» WHAT YOU ARE ASKED TO DO
Substitute "coarse mask" for every occurrence of "rough mask" in the entries below, and reproduce everything else unchanged.

» DATA SHOWN

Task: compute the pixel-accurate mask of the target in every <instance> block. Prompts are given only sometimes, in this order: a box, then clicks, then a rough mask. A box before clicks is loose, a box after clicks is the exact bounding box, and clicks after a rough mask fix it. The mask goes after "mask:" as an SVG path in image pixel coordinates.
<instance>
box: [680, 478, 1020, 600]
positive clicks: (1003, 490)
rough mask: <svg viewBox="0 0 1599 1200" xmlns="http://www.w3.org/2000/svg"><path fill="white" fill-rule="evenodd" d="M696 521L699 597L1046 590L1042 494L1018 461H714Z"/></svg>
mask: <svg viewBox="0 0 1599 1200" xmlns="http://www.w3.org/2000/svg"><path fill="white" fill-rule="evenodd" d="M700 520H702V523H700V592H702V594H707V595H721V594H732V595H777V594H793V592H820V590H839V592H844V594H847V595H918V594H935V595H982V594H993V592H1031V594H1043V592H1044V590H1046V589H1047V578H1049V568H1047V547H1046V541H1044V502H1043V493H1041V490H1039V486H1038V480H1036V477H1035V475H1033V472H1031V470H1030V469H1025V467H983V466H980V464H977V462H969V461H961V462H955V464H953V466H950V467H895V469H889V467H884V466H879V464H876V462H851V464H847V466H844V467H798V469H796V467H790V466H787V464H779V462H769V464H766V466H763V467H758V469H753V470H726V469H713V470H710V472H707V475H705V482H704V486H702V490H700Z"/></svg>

» RESULT FOR THIS EXERCISE
Task: compute the pixel-accurate mask of the target in every <instance> block. Prompts are given only sometimes, in this order: a box, then clicks, then a coarse mask. A box before clicks is loose, a box after clicks is the exact bounding box, and clicks after a coarse mask fix it. The mask goes after "mask:" as an SVG path in image pixel coordinates.
<instance>
box: [680, 478, 1020, 600]
positive clicks: (1003, 490)
coarse mask: <svg viewBox="0 0 1599 1200" xmlns="http://www.w3.org/2000/svg"><path fill="white" fill-rule="evenodd" d="M696 521L699 597L1046 590L1042 494L1018 461H714Z"/></svg>
mask: <svg viewBox="0 0 1599 1200" xmlns="http://www.w3.org/2000/svg"><path fill="white" fill-rule="evenodd" d="M700 520H702V523H700V592H702V594H707V595H721V594H732V595H777V594H793V592H820V590H839V592H844V594H847V595H918V594H935V595H982V594H993V592H1031V594H1043V592H1044V590H1046V589H1047V578H1049V568H1047V547H1046V541H1044V502H1043V493H1041V490H1039V486H1038V480H1036V477H1035V475H1033V472H1031V470H1030V469H1025V467H983V466H980V464H977V462H969V461H961V462H955V464H953V466H950V467H895V469H889V467H884V466H879V464H876V462H851V464H847V466H844V467H798V469H796V467H790V466H787V464H779V462H769V464H766V466H763V467H758V469H753V470H726V469H713V470H710V472H707V475H705V482H704V486H702V490H700Z"/></svg>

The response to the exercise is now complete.